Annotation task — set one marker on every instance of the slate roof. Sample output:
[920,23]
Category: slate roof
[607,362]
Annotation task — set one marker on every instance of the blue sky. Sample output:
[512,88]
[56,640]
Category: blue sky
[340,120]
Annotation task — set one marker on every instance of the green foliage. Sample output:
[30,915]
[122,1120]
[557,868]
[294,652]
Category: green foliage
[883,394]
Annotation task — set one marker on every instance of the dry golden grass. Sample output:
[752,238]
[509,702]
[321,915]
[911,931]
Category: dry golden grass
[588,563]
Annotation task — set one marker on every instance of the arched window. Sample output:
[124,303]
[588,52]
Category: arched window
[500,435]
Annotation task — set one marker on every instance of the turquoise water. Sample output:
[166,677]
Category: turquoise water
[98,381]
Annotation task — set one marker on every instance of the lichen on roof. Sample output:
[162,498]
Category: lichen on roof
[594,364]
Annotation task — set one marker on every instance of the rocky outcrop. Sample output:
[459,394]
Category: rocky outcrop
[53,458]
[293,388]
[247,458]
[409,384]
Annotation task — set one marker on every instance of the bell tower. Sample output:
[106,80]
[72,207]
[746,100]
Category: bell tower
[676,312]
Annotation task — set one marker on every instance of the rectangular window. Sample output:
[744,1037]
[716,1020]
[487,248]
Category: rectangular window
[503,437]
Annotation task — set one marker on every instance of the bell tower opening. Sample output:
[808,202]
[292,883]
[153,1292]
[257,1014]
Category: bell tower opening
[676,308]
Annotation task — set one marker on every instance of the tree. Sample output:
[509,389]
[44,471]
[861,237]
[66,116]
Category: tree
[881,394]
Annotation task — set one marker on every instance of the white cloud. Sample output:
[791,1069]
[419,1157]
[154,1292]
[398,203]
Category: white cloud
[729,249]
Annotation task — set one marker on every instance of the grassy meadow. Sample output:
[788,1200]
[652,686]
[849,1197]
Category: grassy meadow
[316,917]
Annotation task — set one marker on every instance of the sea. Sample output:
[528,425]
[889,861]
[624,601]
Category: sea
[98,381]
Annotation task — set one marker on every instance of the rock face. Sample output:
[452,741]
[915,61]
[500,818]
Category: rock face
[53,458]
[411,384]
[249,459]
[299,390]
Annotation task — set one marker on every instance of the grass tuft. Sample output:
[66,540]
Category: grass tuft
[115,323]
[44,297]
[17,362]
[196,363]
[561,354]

*What is expected*
Your task is to output exactly the lines running from the one with "of the white" through the final line of the material above, with both ends included.

*Response below*
Annotation task — set one marker on every instance of the white cloud. Sample output:
[791,1069]
[419,1157]
[154,1292]
[398,203]
Category: white cloud
[729,249]
Annotation task — set one marker on every instance of the grassy meadow. Sample output:
[788,1200]
[652,686]
[849,1197]
Category: grassy meadow
[316,917]
Annotation task — set one marker on every instance of the sea. Sample output:
[528,425]
[889,861]
[624,601]
Category: sea
[98,381]
Annotation task — set one marker on every instance of the rock face. Sample output:
[452,741]
[915,61]
[500,818]
Category: rock face
[53,458]
[411,384]
[249,459]
[299,390]
Annotation task — set one marker on every instance of the grass tuft. Sample output:
[66,540]
Category: grass tuft
[115,323]
[44,297]
[17,362]
[196,363]
[561,354]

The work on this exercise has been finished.